Extracted text

I am extremely skeptical of a 27M parameter model being trained “from scratch” on 1000 datapoints. I am likewise incredulous of the lack of comparison with any other model which is trained “from scratch” using their data preparation. Instead they strictly compare with 3rd party LLMs which are massively more general purpose and may not have any of those 1000 examples in their training set.

This smells like some kind of overfit to me.

▲

cs702 3 days ago | parent [-]

Yeah, the results look incredible indeed. That's why I and many others here have decided to download, review, and test the code published by the authors.[a] If their code doesn't live up to their claims, we will all ignore their work and move on. If their code lives up to their claims, no one can argue with it. In my experience, when authors publish working code, it's usually a good sign.

---

[a] https://github.com/sapientinc/HRM

▲

lumost 3 days ago | parent [-]

Did it work? :)

The architecture is very similar offset lstms which have been studied extensively. The main difference is the handover of the hidden state, which my naive mind would assume makes optimization substantially more difficult.

▲

cs702 3 days ago | parent [-]

I haven't had a chance to read the preprint carefully or play with the code yet. Best place to follow what's happening is by looking at the github repo, specifically open and closed issues and pull requests.

	▲	lumost 2 days ago \| parent [-]
		I'll wait until some more benchmarks are run in this case. Unlike traditional software, vetting a model architecture works better than alternatives is a time and compute intensive process. You really can't just download it and "try it out" outside of general purpose models (which this is not).

Information supplied
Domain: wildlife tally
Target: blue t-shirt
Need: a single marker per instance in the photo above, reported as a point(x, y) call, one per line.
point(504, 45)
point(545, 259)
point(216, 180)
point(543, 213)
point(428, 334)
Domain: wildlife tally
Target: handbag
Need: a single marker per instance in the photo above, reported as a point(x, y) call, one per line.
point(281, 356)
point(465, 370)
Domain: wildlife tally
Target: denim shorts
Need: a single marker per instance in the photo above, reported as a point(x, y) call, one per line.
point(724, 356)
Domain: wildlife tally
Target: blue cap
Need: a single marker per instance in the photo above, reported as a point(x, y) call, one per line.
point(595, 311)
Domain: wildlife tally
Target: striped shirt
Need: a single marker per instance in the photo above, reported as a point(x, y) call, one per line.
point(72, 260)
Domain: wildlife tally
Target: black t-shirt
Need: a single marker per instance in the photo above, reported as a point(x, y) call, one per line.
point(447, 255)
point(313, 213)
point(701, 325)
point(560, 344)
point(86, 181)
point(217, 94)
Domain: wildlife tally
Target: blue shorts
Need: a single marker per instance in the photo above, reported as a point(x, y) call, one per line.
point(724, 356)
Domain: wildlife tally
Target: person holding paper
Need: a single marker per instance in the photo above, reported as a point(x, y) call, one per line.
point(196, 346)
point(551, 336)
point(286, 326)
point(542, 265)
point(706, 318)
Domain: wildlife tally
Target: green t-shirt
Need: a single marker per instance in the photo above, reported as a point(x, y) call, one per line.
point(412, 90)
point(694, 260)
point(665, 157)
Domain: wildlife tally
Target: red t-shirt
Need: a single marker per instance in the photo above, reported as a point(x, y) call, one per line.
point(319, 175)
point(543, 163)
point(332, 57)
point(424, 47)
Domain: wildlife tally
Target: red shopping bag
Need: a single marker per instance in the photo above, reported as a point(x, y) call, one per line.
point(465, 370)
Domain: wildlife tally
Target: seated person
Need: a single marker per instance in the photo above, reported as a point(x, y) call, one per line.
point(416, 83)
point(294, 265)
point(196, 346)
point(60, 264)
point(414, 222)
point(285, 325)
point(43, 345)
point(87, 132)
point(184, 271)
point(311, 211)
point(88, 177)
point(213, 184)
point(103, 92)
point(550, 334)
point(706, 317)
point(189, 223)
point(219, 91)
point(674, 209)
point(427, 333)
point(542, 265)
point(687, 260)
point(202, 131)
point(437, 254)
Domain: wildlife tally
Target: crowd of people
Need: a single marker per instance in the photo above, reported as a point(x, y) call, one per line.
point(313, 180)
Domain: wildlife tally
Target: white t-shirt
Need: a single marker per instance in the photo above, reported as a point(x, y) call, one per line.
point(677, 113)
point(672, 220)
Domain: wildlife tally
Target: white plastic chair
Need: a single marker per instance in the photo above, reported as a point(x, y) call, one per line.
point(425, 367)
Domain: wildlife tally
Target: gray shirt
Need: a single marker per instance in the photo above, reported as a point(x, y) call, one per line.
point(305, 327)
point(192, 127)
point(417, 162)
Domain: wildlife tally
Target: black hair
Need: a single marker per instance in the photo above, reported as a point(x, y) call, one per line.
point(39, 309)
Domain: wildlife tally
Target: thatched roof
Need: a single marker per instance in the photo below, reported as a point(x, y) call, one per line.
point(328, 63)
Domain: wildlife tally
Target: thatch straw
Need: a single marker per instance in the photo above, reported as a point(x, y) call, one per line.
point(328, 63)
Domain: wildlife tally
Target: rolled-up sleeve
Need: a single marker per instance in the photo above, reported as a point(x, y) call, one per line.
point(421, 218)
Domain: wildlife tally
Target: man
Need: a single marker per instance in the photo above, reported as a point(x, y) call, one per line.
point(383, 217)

* * *

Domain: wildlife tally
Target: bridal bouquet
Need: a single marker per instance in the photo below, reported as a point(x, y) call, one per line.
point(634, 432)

==

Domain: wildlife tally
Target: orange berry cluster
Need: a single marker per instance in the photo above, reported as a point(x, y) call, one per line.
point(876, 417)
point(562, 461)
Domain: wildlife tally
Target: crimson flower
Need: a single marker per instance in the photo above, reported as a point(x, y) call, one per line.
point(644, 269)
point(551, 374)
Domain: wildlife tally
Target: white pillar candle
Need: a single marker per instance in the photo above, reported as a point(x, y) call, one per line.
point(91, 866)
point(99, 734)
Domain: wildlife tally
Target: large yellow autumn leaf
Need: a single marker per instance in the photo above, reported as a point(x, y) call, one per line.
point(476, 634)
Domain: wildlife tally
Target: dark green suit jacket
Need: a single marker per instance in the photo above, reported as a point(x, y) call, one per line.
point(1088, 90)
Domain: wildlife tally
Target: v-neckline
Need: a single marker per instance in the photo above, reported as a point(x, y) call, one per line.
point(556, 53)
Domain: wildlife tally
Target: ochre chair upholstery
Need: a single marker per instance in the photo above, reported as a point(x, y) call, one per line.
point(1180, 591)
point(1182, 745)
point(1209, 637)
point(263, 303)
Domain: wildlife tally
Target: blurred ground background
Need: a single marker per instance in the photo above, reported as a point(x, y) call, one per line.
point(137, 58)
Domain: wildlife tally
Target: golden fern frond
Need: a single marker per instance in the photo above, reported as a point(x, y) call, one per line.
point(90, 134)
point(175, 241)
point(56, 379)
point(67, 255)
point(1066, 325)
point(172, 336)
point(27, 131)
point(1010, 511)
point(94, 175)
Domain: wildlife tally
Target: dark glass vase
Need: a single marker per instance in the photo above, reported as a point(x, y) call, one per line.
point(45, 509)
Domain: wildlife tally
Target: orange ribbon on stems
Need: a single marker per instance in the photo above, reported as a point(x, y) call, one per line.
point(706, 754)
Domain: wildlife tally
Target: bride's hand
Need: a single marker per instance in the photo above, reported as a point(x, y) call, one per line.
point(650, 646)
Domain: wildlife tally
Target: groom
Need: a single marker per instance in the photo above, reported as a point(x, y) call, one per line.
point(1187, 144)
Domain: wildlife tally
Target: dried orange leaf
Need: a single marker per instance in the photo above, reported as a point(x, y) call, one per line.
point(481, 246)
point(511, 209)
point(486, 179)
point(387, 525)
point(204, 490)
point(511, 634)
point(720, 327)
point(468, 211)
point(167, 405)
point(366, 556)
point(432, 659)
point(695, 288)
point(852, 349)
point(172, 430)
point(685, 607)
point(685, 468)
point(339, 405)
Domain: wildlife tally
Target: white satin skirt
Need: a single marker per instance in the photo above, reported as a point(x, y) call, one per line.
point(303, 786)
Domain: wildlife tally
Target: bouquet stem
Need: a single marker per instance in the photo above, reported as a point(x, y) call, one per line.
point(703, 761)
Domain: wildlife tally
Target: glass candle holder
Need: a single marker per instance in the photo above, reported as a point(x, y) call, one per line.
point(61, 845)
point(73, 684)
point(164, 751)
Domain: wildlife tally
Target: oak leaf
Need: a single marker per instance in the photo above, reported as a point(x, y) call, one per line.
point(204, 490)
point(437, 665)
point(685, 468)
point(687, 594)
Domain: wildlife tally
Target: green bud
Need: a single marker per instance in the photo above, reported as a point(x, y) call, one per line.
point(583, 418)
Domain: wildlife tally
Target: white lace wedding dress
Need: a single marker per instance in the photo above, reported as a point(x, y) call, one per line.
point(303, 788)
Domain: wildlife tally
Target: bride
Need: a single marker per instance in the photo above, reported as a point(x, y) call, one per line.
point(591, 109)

Work request
Write out the part of the forum thread on the 27M parameter model from "Did it work?" to "this is not).".

Response to this exercise
Did it work? :)

The architecture is very similar offset lstms which have been studied extensively. The main difference is the handover of the hidden state, which my naive mind would assume makes optimization substantially more difficult.

▲

cs702 3 days ago | parent [-]

I haven't had a chance to read the preprint carefully or play with the code yet. Best place to follow what's happening is by looking at the github repo, specifically open and closed issues and pull requests.

	▲	lumost 2 days ago \| parent [-]
		I'll wait until some more benchmarks are run in this case. Unlike traditional software, vetting a model architecture works better than alternatives is a time and compute intensive process. You really can't just download it and "try it out" outside of general purpose models (which this is not).